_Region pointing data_
***
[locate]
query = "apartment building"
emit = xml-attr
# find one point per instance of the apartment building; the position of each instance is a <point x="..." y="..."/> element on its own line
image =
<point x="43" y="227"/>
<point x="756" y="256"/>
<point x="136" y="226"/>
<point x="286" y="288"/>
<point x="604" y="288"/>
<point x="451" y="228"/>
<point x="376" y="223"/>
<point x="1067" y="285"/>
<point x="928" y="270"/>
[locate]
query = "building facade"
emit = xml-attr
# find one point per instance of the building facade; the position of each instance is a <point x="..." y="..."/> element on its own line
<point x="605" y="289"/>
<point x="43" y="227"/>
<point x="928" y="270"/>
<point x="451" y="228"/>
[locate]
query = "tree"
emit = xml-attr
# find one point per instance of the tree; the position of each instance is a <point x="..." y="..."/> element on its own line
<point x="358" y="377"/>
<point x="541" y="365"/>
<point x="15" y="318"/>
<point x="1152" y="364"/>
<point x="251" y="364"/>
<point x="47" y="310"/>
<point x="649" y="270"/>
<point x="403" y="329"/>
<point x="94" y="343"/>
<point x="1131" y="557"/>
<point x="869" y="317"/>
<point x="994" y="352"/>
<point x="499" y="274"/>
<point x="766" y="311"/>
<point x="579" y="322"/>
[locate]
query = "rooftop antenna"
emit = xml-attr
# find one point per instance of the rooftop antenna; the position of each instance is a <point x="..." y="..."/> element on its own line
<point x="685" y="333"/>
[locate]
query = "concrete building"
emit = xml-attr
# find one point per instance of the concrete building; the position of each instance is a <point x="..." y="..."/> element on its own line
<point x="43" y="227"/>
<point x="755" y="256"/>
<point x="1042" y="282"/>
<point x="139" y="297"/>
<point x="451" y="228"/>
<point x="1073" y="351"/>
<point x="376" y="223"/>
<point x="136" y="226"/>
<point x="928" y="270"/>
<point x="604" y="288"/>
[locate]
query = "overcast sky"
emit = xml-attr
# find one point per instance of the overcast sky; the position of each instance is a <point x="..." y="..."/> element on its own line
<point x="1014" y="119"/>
***
_Exercise goal_
Search the records above for the string "apartment" and copy each line that holds it.

_Answer to this task_
query = "apartment building"
# find one point per instance of the apartment building; the position of each instance is a <point x="..." y="..."/> element on its own line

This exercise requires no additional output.